### PEDIDO DE TAREFA A:
Reescreva em forma de lista o parágrafo do texto do exercício que começa por "No princípio do século XX", mantendo os factos principais.
### PEDIDO DE TAREFA B:
Enumere todos os países mencionados no texto do exercício.

### TEXTO DO EXERCÍCIO:

A loucura é o quarto do esquecimento
O prémio Albert Londres foi atribuído ao primeiro jornalista (repórter da France 2) ocidental morto na Síria desde o início da revolta contra o regime do contestado presidente Bashar al Assad. Assim li a notícia e vi o rosto da viagem longa deste jornalista de investigação que era
Albert, francês, era o jornalista «literário» e o jornalista irrequieto, o jornalista investigativo e que também levara a França a confrontar-se com os seus asilos psiquiátricos, com o trabalho forçado, e a aplaudi-lo de pé quando, em 1932, um mês depois da sua morte, um teatro de Paris esgotou a sala com uma peça extraída de um dos seus livros.
No princípio do século XX Albert Londres era um dos mais notados jornalistas em França. Informou sobre os combates na Sérvia, Turquia, Albânia e nomeadamente descreveu a nascente bolchevique na URSS. Interessou-se analiticamente pelo esforço físico do Tour de France e criticou as regras impostas aos que ele chamou os condenados da estrada e Tour de France, Tour de souffrance.
À sua poesia não quis a crítica de então dar-lhe reconhecimento e aos 40 anos de Albert, ainda se dizia que, a inveja, se esforçava por deixá-lo na sombra das reportagens portadoras da sua estilizada palavra e pertinência temática. Recordo-me de ter falado com o António Alçada sobre Albert, e bem me lembro com que força de tónica na palavra ele então me dissera:
«Ele era imprevisível, Teresa. Ele era imprevisível e todos temiam o embaraço.»
Gilles morre nos dias de uma Síria de hoje, e é meu o embaraço se não recordo Albert Londres, o jornalista que tão bem retratara países transtornados sob grotescas verdades, onde, ao serviço de uma realidade se morre como que deportado por uma luz que também espreita o livro de Albert Londres “COM OS LOUCOS”
Albert também se atreveu a atacar a incompetência do trato nos asilos psiquiátricos.

### ENTRADAS FORNECIDAS:
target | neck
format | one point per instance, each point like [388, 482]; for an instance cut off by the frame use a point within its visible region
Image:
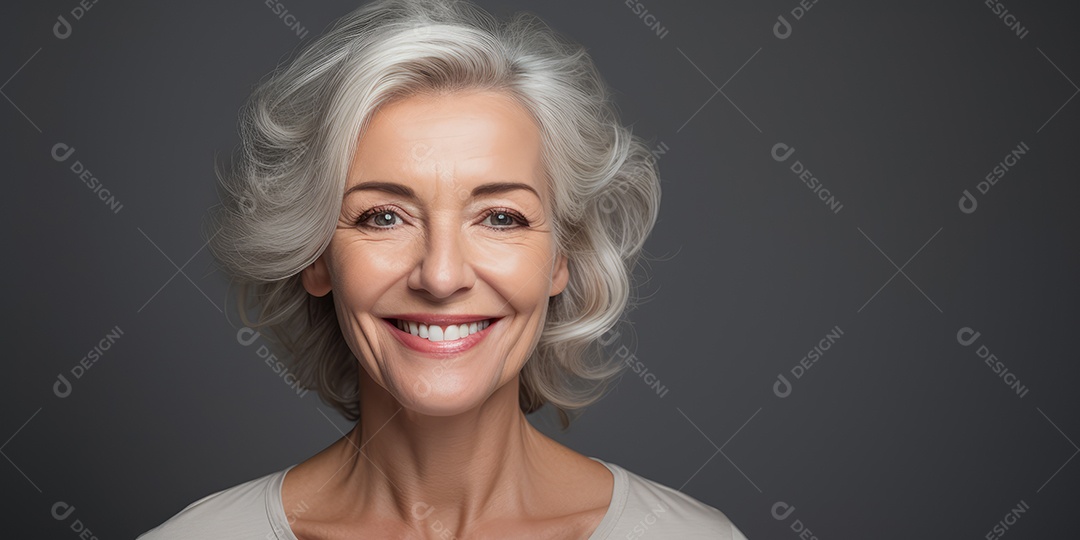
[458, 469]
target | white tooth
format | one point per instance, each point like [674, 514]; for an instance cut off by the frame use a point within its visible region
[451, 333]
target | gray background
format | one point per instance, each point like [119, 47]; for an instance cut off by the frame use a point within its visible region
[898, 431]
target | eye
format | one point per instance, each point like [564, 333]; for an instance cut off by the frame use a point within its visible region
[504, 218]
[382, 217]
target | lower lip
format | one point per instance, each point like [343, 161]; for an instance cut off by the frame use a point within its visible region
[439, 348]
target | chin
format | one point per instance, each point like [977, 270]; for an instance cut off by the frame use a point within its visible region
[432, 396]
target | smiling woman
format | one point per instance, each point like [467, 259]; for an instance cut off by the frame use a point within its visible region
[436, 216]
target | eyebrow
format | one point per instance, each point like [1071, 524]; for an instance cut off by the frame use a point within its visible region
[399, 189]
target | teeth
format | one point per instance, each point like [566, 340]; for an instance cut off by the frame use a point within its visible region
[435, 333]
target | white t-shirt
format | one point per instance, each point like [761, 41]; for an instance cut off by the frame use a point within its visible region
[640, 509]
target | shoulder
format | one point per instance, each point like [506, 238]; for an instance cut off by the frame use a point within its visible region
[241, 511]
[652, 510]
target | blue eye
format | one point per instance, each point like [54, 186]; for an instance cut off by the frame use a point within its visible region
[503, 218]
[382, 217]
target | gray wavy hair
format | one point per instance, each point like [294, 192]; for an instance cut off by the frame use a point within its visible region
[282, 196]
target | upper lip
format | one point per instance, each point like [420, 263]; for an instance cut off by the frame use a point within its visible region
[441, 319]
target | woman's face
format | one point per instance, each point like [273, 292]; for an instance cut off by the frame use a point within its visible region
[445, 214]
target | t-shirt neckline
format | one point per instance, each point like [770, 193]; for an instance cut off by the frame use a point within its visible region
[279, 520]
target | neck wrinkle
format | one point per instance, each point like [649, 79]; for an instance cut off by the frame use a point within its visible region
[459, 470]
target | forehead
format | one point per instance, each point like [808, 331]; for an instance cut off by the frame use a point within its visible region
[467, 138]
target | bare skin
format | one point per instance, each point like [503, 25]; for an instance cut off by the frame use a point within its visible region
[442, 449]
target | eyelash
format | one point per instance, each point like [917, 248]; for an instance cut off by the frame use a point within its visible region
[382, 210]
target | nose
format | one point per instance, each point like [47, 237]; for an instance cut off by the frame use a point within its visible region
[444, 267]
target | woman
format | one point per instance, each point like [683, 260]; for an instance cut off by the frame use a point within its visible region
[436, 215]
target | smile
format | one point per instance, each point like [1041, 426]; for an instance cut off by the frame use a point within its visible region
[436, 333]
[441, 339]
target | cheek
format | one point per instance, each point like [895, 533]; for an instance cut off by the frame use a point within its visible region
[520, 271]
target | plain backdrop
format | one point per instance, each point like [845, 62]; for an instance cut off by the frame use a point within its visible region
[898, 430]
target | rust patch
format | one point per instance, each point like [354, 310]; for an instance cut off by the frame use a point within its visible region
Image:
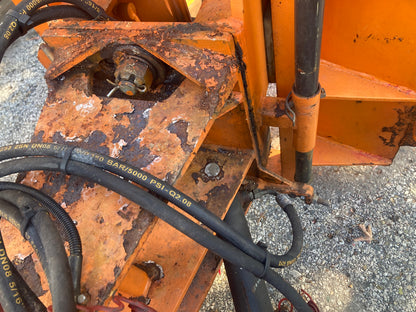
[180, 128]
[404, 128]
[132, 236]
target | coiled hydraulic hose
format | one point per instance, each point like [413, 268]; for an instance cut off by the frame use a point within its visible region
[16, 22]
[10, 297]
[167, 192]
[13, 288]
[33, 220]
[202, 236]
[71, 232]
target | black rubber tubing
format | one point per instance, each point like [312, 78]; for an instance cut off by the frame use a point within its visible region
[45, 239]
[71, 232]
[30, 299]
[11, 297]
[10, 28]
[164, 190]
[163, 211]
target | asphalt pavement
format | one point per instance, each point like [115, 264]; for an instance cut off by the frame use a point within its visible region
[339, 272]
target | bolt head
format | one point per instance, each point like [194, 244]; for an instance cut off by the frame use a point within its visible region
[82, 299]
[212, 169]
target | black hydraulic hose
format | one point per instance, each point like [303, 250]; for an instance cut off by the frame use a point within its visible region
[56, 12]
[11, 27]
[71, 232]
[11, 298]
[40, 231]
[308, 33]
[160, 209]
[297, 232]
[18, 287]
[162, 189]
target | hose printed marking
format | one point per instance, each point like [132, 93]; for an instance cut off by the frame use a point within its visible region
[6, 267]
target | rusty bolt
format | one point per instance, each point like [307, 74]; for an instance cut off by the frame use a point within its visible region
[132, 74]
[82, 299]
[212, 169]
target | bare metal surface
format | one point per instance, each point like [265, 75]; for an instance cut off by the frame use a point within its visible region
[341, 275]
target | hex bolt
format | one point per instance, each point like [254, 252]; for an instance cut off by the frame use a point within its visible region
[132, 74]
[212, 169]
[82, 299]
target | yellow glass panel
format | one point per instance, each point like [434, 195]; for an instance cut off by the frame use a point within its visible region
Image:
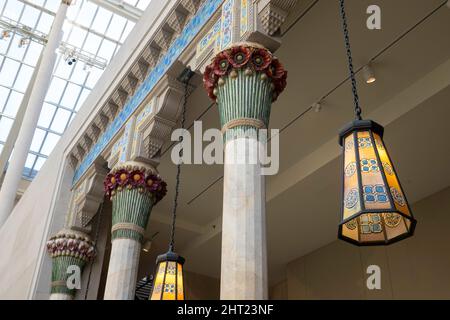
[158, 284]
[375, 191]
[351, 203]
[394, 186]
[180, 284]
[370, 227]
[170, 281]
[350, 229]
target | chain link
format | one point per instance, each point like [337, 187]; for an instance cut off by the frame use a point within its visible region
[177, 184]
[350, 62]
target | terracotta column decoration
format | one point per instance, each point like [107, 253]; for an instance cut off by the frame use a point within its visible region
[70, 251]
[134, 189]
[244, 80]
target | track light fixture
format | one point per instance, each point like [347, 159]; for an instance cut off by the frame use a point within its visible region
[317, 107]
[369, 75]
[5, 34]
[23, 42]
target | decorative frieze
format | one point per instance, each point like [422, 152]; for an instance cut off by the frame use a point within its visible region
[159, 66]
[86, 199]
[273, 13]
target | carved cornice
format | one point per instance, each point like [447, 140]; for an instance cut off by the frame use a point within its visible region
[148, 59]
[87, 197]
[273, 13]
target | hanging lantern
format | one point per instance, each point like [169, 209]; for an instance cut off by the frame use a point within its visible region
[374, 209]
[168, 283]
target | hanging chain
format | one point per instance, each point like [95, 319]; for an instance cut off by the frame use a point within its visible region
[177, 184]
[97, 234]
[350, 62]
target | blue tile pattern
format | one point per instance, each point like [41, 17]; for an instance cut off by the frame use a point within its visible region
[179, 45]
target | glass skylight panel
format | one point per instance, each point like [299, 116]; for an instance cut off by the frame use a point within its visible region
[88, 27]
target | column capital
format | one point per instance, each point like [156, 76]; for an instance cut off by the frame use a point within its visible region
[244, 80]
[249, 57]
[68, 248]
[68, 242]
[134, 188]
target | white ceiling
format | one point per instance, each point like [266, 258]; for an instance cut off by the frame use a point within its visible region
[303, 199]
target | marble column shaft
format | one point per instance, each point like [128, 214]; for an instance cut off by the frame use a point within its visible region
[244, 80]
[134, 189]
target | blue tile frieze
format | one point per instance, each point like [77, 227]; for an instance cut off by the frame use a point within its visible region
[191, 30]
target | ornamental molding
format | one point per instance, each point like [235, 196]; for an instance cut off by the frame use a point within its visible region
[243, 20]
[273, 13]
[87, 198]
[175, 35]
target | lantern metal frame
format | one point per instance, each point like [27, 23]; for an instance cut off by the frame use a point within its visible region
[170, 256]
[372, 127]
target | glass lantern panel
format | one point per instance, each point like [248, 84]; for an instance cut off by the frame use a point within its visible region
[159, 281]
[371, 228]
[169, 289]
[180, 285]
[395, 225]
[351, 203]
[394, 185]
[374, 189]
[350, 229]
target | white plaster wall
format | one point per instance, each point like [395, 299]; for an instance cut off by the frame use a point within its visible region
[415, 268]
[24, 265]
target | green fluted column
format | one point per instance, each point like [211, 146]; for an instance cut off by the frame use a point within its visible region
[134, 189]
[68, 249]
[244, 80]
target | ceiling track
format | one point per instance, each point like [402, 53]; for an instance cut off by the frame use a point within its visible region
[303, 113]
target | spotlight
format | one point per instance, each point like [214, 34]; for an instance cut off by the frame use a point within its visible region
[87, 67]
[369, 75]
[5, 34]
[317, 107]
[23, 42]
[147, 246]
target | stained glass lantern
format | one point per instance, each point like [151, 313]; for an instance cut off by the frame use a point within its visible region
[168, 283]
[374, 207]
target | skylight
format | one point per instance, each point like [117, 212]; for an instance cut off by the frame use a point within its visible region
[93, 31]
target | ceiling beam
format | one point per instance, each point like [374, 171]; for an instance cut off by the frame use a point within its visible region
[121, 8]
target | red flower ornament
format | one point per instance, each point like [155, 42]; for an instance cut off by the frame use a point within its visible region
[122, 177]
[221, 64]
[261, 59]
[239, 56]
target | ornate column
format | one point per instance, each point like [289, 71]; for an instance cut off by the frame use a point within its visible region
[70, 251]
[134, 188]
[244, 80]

### A SUA RESPOSTA A:
- No início do século XX, Albert Londres era um dos jornalistas mais notados em França.
- Fez reportagem sobre os combates na Sérvia, na Turquia e na Albânia.
- Descreveu a nascente bolchevique na URSS.
- Analisou o esforço físico do Tour de France e criticou as regras impostas aos que chamou os condenados da estrada ("Tour de France, Tour de souffrance").

### A SUA RESPOSTA B:
- Síria
- França
- Sérvia
- Turquia
- Albânia
- URSS